* [WHAT THE TASK ASKS] Print out every entry that follows, exactly as written.

* [WORKING DATA]
☆ ☆ ☆ ☆

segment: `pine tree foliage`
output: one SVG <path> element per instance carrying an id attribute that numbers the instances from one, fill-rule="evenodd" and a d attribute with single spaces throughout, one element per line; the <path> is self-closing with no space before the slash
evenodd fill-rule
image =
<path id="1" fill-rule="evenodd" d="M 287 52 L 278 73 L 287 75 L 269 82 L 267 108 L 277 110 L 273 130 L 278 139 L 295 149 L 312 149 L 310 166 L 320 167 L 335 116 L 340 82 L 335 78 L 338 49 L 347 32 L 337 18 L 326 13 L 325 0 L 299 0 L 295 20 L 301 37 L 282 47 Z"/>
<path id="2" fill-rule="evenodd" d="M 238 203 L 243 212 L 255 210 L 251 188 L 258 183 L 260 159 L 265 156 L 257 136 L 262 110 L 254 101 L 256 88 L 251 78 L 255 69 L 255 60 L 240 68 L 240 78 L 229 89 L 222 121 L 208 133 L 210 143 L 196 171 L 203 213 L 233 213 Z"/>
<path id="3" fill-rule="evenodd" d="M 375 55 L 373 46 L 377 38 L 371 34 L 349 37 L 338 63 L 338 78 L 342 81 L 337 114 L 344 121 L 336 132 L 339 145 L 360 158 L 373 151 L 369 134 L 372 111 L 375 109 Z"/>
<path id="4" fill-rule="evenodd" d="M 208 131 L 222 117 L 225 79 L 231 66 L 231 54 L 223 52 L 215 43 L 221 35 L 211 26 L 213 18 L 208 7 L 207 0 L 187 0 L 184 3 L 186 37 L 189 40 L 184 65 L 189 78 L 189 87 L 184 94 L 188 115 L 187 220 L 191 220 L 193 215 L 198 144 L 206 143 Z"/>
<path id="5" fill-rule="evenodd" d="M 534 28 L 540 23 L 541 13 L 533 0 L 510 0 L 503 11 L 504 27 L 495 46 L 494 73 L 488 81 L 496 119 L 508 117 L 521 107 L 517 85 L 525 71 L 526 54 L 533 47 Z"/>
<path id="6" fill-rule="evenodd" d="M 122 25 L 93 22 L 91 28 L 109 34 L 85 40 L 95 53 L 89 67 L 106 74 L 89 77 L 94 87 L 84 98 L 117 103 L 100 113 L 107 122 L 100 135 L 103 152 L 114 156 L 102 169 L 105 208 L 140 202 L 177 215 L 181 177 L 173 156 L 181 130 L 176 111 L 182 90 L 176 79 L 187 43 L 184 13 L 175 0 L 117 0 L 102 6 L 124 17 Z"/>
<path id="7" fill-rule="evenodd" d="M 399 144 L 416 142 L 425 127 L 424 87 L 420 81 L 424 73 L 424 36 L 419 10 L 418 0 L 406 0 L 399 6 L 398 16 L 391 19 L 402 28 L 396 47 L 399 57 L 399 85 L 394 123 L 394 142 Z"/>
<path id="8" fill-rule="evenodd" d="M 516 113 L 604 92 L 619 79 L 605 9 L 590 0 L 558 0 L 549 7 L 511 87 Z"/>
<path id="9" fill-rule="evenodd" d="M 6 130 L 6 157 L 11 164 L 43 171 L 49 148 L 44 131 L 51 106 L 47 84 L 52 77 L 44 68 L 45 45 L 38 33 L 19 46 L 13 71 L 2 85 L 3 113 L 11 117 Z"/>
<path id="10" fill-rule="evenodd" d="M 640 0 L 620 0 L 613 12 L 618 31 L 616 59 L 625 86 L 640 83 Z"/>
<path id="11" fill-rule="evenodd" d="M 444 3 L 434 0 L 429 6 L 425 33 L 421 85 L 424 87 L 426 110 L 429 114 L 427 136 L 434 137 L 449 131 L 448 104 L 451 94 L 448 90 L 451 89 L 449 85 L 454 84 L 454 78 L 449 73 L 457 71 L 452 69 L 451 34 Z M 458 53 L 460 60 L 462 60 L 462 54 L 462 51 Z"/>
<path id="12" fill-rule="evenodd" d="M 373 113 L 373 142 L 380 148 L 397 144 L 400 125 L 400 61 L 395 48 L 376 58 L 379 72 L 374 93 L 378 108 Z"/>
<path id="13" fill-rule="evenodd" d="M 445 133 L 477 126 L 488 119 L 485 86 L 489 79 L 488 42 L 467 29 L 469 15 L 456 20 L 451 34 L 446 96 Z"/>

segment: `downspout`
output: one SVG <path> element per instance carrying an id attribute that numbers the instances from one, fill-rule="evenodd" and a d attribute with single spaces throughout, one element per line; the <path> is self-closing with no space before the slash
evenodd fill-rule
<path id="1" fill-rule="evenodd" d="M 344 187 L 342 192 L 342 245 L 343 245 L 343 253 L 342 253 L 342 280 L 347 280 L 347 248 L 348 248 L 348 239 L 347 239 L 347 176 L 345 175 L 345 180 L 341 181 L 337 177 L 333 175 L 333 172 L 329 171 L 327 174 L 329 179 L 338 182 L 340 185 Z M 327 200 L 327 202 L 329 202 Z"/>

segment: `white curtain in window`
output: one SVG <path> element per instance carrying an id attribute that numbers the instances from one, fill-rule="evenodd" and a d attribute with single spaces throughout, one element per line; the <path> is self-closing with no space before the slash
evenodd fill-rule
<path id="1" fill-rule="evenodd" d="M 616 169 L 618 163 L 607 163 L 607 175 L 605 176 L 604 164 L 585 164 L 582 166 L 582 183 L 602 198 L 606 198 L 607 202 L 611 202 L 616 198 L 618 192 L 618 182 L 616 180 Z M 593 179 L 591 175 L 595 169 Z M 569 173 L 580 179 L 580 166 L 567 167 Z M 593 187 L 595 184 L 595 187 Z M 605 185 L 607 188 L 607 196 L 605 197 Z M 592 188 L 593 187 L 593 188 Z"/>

☆ ☆ ☆ ☆

* [RESPONSE TO THE EXERCISE]
segment: `pine tree foliage`
output: one SVG <path> element per instance carrying an id attribute that numbers the instances from one, fill-rule="evenodd" and a d attribute with single spaces throughout, one element per line; the <path> is self-closing with no space before the slash
evenodd fill-rule
image =
<path id="1" fill-rule="evenodd" d="M 287 52 L 278 73 L 287 75 L 269 82 L 267 108 L 277 110 L 273 130 L 278 139 L 295 149 L 312 149 L 310 166 L 320 167 L 335 116 L 340 82 L 335 78 L 338 49 L 347 32 L 337 18 L 326 13 L 325 0 L 299 0 L 295 20 L 301 37 L 282 47 Z"/>
<path id="2" fill-rule="evenodd" d="M 238 203 L 243 212 L 255 210 L 251 188 L 258 183 L 260 159 L 265 156 L 257 136 L 262 110 L 254 101 L 256 88 L 251 78 L 255 69 L 255 60 L 240 68 L 240 78 L 229 89 L 222 121 L 208 133 L 210 143 L 196 171 L 203 213 L 233 213 Z"/>
<path id="3" fill-rule="evenodd" d="M 375 55 L 373 46 L 377 38 L 371 34 L 349 37 L 338 63 L 338 78 L 342 81 L 337 114 L 344 121 L 336 132 L 339 145 L 360 158 L 373 151 L 369 134 L 372 111 L 375 109 Z"/>
<path id="4" fill-rule="evenodd" d="M 208 131 L 222 117 L 225 79 L 231 66 L 231 54 L 223 52 L 215 43 L 221 35 L 211 26 L 213 18 L 208 7 L 207 0 L 187 0 L 184 3 L 186 37 L 189 40 L 184 65 L 189 78 L 189 87 L 184 94 L 188 115 L 187 220 L 191 220 L 193 215 L 198 144 L 206 143 Z"/>
<path id="5" fill-rule="evenodd" d="M 534 28 L 540 23 L 541 13 L 533 0 L 510 0 L 503 11 L 504 27 L 495 46 L 494 73 L 488 81 L 496 119 L 508 117 L 521 107 L 517 85 L 525 71 L 526 54 L 533 47 Z"/>
<path id="6" fill-rule="evenodd" d="M 122 25 L 93 22 L 91 28 L 109 34 L 85 40 L 95 53 L 89 67 L 106 74 L 89 77 L 94 87 L 84 98 L 117 103 L 100 113 L 107 122 L 100 135 L 103 152 L 114 156 L 102 169 L 105 208 L 140 202 L 177 215 L 181 177 L 173 156 L 181 130 L 176 111 L 182 90 L 176 79 L 187 43 L 184 13 L 175 0 L 117 0 L 102 6 L 124 17 Z"/>
<path id="7" fill-rule="evenodd" d="M 399 144 L 416 142 L 425 127 L 424 87 L 420 81 L 424 73 L 424 36 L 419 10 L 418 0 L 406 0 L 399 6 L 398 16 L 391 19 L 402 28 L 396 47 L 399 57 L 399 85 L 394 123 L 394 142 Z"/>
<path id="8" fill-rule="evenodd" d="M 516 113 L 604 92 L 619 79 L 605 9 L 590 0 L 558 0 L 549 7 L 511 87 Z"/>
<path id="9" fill-rule="evenodd" d="M 6 130 L 6 157 L 11 164 L 43 171 L 49 148 L 44 131 L 51 106 L 47 84 L 52 77 L 44 68 L 45 45 L 38 33 L 19 46 L 13 71 L 2 85 L 3 113 L 11 117 Z"/>
<path id="10" fill-rule="evenodd" d="M 640 0 L 620 0 L 613 12 L 618 31 L 616 59 L 625 86 L 640 83 Z"/>
<path id="11" fill-rule="evenodd" d="M 444 3 L 434 0 L 429 6 L 425 33 L 421 85 L 424 87 L 426 110 L 429 114 L 427 136 L 434 137 L 449 131 L 448 104 L 451 94 L 448 90 L 451 89 L 449 85 L 454 84 L 454 78 L 449 73 L 457 71 L 452 69 L 451 34 Z M 458 53 L 460 60 L 462 60 L 462 54 L 462 51 Z"/>
<path id="12" fill-rule="evenodd" d="M 373 113 L 373 142 L 380 148 L 397 144 L 400 125 L 400 61 L 395 48 L 376 58 L 379 72 L 374 93 L 378 108 Z"/>
<path id="13" fill-rule="evenodd" d="M 445 133 L 477 126 L 488 119 L 485 86 L 489 79 L 488 42 L 467 29 L 469 15 L 456 20 L 451 34 L 446 96 Z"/>

segment: `downspout`
output: one SVG <path> element per instance carrying an id attribute that numbers the instances from one, fill-rule="evenodd" and a d attribute with single spaces throughout, one element per line; the <path> is self-closing with no space before the slash
evenodd fill-rule
<path id="1" fill-rule="evenodd" d="M 344 187 L 342 192 L 342 245 L 343 245 L 343 253 L 342 253 L 342 280 L 347 280 L 347 248 L 348 248 L 348 239 L 347 239 L 347 176 L 345 175 L 345 180 L 341 181 L 337 177 L 333 175 L 333 172 L 329 171 L 327 174 L 329 179 L 338 182 L 340 185 Z M 327 200 L 327 202 L 329 202 Z"/>

segment: `white curtain in window`
output: one SVG <path> element per instance carrying an id attribute that numbers the instances from one, fill-rule="evenodd" and a d attribute with single spaces throughout, one element per line; the <path> is self-closing with no space before the slash
evenodd fill-rule
<path id="1" fill-rule="evenodd" d="M 616 169 L 618 163 L 607 163 L 607 175 L 605 176 L 604 164 L 585 164 L 582 166 L 582 183 L 602 198 L 606 198 L 607 202 L 611 202 L 616 198 L 618 192 L 618 182 L 616 180 Z M 593 179 L 591 175 L 595 169 Z M 569 173 L 580 179 L 580 166 L 567 167 Z M 593 187 L 595 184 L 595 187 Z M 605 185 L 607 188 L 607 196 L 605 197 Z M 592 188 L 593 187 L 593 188 Z"/>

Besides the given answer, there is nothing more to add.